# [Directive]
Please count the lines of the entries below that contain the string "black" and give only that number.

# [Dataset]
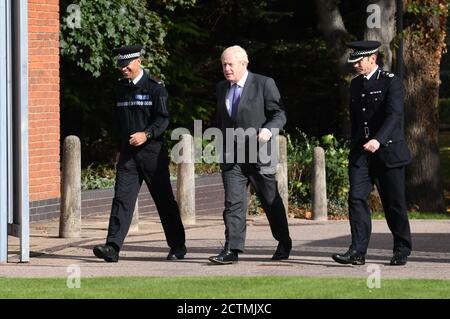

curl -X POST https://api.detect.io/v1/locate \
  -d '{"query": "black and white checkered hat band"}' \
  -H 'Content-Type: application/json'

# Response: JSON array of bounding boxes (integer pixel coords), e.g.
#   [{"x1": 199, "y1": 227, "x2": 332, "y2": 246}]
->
[
  {"x1": 116, "y1": 52, "x2": 141, "y2": 60},
  {"x1": 348, "y1": 48, "x2": 378, "y2": 62}
]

# [Exercise output]
1